Challenge: Return each line from the data below that contains the word "flying".

Collected data entries:
## Start

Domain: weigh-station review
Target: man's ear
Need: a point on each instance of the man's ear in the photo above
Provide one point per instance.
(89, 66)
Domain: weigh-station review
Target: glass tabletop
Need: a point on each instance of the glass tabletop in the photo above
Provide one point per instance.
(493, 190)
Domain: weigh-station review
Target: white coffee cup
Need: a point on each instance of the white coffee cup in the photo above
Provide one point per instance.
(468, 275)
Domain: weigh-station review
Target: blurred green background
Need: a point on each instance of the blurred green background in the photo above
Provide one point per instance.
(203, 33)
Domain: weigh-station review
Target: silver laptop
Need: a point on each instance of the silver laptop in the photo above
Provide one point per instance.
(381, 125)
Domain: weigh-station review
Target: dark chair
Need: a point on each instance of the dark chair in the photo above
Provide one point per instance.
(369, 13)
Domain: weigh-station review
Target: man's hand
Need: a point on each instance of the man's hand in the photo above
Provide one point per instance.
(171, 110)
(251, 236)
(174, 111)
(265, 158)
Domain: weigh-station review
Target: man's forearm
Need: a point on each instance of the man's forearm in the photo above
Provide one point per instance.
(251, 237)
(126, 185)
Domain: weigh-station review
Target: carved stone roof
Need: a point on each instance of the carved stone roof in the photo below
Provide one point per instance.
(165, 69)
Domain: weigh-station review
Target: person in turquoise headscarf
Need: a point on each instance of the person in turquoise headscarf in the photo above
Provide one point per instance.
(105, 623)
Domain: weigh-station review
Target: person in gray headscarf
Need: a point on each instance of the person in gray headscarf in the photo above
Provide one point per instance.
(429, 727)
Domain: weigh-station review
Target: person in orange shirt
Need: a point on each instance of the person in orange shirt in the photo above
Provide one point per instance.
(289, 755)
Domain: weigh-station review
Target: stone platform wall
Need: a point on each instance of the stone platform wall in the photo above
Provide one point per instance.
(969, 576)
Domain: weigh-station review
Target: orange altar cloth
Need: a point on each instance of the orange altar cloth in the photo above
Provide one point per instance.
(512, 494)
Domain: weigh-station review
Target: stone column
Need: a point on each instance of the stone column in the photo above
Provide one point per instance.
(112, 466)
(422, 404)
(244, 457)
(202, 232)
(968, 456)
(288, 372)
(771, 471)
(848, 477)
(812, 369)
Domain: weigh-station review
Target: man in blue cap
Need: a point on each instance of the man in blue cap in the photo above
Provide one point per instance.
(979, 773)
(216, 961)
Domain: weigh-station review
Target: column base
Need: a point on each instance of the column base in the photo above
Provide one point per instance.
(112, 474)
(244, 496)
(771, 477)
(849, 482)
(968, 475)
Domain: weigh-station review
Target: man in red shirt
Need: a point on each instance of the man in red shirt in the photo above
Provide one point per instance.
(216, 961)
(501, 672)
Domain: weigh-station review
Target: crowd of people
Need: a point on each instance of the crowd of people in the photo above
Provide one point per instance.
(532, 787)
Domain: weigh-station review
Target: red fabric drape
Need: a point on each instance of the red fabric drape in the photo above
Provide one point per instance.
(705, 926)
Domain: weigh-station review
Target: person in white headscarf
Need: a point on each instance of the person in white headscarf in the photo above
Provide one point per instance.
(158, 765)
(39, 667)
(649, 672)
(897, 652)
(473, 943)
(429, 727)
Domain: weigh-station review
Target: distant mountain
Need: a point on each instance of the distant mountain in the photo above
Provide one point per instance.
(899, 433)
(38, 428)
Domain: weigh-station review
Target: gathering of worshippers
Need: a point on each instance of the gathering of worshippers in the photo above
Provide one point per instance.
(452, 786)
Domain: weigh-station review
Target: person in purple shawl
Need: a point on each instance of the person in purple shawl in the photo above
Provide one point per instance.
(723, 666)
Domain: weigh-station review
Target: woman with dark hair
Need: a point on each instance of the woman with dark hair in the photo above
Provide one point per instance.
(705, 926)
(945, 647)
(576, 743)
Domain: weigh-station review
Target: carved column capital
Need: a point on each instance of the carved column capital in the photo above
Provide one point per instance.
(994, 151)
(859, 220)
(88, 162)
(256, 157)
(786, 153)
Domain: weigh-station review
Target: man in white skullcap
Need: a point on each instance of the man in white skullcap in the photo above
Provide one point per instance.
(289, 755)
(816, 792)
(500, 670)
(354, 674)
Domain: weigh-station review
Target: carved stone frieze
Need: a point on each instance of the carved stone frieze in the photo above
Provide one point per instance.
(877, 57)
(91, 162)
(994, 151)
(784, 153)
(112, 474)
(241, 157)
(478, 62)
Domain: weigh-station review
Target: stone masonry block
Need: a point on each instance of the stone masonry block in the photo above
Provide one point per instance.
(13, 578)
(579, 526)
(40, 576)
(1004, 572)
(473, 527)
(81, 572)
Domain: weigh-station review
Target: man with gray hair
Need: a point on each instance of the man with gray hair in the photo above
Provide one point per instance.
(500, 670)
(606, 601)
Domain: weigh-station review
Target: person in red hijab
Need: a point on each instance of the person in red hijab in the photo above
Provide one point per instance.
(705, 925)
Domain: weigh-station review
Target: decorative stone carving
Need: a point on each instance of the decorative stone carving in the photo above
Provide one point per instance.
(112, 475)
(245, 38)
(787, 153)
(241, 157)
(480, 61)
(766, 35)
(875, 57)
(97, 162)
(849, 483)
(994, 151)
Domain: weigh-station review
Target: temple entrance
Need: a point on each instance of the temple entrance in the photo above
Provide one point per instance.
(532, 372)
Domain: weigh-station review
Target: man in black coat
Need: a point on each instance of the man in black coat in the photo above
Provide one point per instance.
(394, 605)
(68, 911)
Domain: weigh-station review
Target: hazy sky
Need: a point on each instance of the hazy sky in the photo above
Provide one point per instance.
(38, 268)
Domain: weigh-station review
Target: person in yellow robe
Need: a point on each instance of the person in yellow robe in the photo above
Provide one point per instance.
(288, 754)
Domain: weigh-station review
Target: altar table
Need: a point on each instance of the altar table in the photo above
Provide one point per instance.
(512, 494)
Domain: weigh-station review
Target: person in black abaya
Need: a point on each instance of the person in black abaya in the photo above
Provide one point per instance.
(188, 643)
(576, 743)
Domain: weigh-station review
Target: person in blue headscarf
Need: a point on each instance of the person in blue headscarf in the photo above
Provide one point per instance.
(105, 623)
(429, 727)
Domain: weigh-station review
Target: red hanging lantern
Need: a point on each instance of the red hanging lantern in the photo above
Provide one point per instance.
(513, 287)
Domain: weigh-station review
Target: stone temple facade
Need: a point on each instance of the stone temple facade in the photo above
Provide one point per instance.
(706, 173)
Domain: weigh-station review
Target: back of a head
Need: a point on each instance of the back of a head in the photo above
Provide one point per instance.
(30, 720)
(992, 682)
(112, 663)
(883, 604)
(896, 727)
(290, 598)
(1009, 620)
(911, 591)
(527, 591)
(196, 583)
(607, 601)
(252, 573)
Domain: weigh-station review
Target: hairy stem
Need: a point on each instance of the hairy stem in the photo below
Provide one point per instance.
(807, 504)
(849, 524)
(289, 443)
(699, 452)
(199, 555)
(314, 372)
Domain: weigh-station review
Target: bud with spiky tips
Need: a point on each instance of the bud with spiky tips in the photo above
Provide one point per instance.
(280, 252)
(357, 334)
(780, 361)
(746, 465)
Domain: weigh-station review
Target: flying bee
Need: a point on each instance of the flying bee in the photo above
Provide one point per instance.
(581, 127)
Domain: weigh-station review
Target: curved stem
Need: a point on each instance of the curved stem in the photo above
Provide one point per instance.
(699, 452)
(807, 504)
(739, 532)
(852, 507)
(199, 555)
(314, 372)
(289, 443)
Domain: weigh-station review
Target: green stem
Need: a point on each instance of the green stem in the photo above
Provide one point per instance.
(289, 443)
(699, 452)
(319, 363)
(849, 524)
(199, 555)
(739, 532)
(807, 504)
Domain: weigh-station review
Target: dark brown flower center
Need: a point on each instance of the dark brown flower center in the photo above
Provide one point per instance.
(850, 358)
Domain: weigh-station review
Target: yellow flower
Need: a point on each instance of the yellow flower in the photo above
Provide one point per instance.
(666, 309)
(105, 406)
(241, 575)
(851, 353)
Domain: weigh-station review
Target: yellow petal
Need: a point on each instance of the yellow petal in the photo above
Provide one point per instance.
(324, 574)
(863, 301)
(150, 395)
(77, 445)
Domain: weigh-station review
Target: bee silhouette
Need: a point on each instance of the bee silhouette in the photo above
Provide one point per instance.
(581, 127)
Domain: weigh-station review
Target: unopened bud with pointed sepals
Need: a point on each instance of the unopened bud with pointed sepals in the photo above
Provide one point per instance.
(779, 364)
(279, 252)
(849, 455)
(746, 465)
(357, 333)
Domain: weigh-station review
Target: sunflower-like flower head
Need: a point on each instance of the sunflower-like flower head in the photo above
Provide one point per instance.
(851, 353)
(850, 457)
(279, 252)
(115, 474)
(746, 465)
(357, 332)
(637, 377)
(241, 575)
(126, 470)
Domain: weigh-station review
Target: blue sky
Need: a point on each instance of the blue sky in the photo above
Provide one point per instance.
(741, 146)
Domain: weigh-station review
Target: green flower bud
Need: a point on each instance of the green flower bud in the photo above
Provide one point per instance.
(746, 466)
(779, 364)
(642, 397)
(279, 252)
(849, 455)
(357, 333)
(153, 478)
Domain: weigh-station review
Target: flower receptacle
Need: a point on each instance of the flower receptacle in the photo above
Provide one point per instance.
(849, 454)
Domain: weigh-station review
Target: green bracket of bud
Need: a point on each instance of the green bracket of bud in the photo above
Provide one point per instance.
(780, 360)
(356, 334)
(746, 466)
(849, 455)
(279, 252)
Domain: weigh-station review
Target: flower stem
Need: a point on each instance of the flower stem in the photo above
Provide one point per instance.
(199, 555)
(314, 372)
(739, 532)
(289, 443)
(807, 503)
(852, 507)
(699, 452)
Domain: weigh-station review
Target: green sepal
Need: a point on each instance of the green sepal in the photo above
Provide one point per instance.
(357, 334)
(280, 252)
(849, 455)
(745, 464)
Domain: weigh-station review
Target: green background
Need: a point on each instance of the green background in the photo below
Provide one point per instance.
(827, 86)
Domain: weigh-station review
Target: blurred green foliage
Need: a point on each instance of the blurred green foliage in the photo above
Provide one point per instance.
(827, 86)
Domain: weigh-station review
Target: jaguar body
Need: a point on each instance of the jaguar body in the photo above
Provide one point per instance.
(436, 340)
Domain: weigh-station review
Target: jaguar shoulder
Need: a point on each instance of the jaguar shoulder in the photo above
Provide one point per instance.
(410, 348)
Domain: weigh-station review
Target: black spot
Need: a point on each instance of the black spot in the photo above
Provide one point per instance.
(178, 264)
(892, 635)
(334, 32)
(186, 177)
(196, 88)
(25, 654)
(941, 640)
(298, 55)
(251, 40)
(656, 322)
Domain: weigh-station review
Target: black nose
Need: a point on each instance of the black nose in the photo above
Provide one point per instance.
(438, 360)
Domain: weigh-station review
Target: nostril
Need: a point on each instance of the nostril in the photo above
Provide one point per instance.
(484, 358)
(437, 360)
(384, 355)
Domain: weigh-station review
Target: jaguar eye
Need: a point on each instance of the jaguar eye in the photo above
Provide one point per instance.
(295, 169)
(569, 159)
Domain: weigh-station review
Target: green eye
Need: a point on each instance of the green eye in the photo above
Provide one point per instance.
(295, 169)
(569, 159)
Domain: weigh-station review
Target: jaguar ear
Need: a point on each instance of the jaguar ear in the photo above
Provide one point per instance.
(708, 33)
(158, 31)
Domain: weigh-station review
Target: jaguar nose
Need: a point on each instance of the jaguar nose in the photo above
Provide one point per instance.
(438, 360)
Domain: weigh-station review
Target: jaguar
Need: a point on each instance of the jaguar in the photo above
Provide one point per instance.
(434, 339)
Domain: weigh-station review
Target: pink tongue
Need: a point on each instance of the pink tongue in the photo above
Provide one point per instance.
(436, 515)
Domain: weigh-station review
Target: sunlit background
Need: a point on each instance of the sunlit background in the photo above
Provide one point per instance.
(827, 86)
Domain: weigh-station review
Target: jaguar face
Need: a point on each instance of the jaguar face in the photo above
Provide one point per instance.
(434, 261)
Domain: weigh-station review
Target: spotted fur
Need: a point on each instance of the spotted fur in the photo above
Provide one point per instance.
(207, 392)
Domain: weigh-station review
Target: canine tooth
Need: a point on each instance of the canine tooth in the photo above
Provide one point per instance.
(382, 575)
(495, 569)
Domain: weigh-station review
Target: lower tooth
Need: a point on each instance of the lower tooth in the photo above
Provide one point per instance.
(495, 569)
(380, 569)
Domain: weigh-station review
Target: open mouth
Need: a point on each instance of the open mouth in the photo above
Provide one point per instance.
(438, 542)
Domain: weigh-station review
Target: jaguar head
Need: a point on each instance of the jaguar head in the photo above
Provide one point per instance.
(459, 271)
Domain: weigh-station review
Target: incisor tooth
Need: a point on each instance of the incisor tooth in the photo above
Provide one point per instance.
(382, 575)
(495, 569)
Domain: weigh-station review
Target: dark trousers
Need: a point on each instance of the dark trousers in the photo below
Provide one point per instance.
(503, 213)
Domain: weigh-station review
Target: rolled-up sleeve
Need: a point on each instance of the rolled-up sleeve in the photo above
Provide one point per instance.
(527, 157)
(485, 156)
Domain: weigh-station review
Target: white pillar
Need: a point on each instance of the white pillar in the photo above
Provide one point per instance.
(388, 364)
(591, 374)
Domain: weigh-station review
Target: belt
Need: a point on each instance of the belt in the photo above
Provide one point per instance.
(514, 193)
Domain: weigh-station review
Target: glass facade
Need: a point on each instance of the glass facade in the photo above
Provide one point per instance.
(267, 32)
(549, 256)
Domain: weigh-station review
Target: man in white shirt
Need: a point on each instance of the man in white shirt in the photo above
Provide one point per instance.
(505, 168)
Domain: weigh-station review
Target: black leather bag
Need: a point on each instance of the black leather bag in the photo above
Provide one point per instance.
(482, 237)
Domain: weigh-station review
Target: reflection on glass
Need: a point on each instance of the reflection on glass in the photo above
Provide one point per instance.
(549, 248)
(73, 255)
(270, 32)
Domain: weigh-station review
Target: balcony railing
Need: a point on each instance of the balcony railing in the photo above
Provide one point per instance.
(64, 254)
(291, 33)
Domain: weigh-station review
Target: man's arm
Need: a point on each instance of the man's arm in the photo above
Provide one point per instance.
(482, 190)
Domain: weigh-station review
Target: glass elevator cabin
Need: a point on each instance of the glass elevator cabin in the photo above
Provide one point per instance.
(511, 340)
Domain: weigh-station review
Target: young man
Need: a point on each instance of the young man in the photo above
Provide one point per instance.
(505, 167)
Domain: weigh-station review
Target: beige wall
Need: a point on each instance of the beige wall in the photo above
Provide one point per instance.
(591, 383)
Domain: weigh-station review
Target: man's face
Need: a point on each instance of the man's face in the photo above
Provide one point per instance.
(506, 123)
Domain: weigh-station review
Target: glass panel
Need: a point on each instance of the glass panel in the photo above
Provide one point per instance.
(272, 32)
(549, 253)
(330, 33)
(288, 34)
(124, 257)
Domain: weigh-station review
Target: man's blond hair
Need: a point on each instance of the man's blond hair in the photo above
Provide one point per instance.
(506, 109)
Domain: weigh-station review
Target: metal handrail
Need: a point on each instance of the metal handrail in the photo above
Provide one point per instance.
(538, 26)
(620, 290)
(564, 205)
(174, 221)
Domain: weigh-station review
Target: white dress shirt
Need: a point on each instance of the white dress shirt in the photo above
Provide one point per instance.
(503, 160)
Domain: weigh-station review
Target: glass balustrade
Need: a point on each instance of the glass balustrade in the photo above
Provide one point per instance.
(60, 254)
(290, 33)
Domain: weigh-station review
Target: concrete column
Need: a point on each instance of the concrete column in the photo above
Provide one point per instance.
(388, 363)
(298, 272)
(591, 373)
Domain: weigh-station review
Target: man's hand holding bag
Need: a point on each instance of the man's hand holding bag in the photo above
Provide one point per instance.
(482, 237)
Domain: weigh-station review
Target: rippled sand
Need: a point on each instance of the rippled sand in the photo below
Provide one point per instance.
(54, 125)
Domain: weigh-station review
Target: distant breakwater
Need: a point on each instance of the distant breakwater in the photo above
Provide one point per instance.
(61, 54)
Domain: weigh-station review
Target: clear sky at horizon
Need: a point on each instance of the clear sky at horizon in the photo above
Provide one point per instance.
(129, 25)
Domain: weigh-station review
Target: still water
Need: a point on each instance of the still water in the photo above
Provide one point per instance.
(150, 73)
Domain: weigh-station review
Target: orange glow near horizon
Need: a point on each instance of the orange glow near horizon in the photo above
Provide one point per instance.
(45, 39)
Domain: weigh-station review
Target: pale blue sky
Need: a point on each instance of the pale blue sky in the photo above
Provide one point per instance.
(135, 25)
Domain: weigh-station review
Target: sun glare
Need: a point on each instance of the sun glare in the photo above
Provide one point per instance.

## End

Exercise response:
Target: flying bee
Need: a point on each instance of the flying bee in the photo above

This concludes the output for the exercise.